START Supplied data
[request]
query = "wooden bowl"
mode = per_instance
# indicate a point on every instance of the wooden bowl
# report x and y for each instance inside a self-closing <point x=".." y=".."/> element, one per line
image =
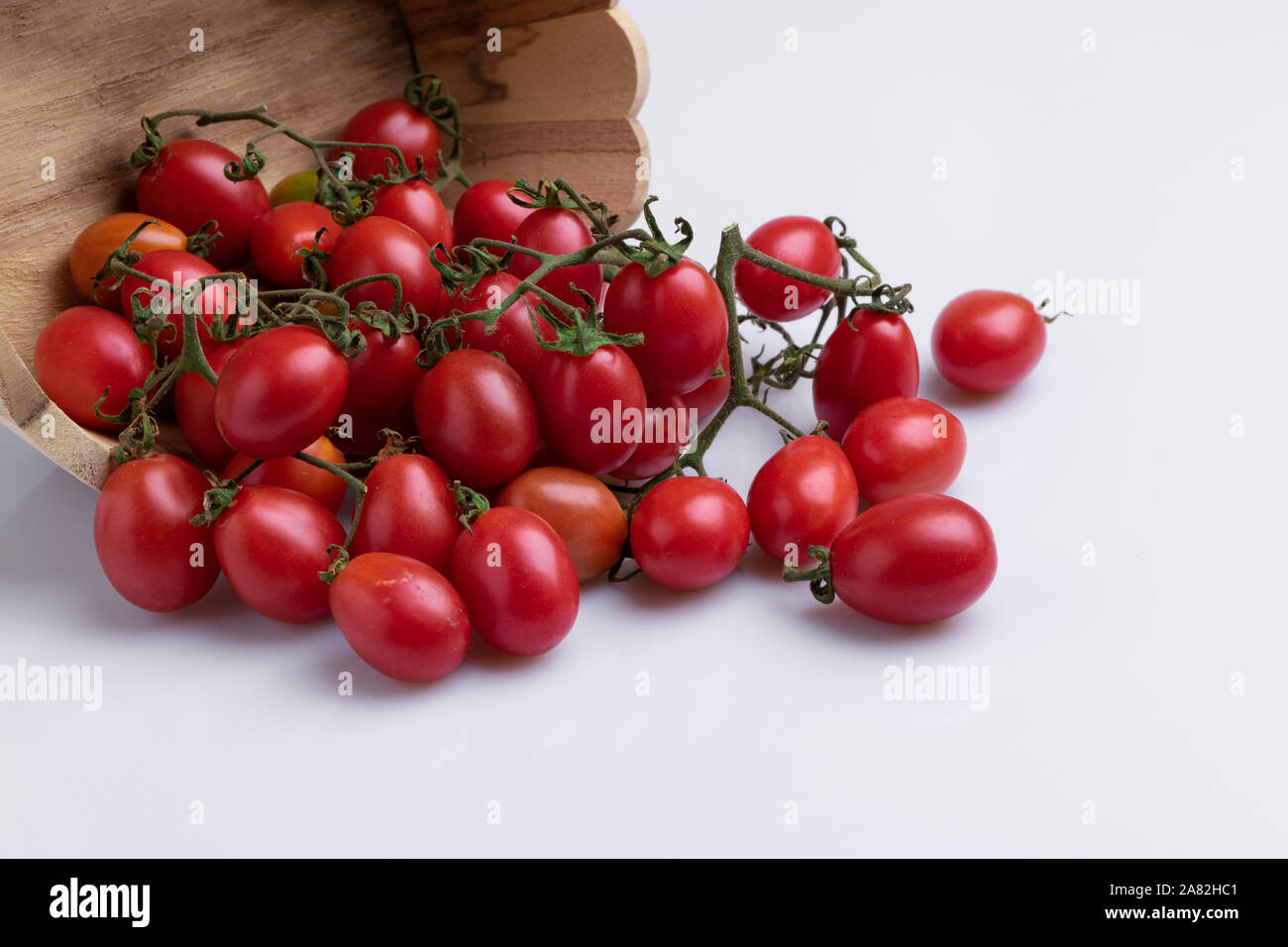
<point x="557" y="99"/>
END Supplied data
Your assignment:
Show each line of the material that includes the string "bowl" by copying it.

Answer for the task:
query = "wooden bowl"
# indicate a point on every instance of the wooden bowl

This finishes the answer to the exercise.